--- Begin RECORDS TO PROCESS ---

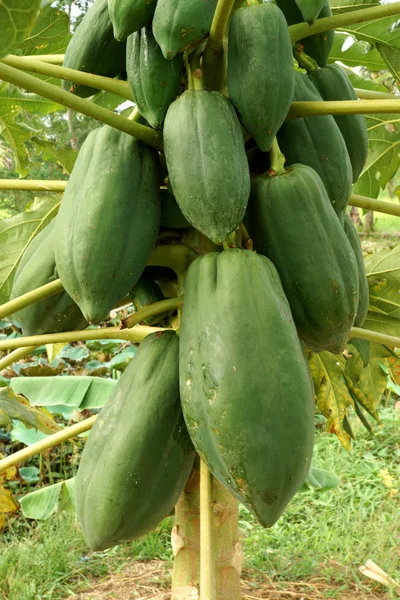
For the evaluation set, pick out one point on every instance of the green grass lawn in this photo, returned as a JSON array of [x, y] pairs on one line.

--- End RECORDS TO PROCESS ---
--- Begin RECORDS TO PROCESS ---

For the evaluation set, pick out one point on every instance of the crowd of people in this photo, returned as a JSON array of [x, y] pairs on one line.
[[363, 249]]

--- End RECORDS TO PROCESS ---
--- Begin RECORDS TO PROCESS ---

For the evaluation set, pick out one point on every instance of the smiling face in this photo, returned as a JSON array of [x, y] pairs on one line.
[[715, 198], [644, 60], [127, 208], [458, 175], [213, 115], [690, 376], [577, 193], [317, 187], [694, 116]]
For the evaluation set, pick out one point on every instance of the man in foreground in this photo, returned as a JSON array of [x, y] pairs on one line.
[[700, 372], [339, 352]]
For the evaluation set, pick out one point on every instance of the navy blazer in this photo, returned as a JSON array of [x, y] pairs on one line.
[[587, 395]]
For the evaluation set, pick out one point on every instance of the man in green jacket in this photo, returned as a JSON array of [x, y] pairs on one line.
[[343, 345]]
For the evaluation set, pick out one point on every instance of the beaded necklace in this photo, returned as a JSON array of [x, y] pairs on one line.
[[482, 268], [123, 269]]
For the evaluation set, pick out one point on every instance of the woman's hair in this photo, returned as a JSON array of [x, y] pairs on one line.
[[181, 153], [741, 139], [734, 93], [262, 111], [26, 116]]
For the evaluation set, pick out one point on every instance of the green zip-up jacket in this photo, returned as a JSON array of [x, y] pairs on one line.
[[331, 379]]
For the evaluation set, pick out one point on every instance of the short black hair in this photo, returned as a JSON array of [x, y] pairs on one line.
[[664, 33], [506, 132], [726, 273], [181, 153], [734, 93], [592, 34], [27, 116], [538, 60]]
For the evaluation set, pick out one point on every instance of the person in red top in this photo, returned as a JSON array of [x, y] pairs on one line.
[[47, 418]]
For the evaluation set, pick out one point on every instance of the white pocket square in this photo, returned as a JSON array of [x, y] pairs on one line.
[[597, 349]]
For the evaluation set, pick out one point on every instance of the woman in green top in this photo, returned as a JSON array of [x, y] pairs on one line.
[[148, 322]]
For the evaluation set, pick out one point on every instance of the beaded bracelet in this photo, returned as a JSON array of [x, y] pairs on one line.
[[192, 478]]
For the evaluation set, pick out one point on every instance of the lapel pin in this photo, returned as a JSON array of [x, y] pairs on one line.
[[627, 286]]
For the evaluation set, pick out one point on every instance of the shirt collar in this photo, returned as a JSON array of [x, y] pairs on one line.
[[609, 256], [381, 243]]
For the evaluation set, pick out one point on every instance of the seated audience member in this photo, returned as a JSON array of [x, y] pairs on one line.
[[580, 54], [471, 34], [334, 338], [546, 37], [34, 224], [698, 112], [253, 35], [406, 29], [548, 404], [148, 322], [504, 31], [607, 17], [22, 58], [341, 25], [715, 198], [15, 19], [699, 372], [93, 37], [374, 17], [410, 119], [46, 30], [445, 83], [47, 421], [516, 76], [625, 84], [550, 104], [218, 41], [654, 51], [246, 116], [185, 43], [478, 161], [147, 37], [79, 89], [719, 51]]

--- End RECORDS TO PROCESS ---

GOAL:
Rescale the material from the line with "of the person" to the line with "[[47, 418]]", both ends included. Repeat every line, including the requests, but multiply each point coordinate in the answers by 0.2 and round it to a whole number, with halves rounding up. Output only those lines.

COMPLETED EXERCISE:
For the evaluation set, pick out one point on every instance of the person in red top in this photo, returned as a JSON array of [x, y] pairs on one line.
[[9, 84]]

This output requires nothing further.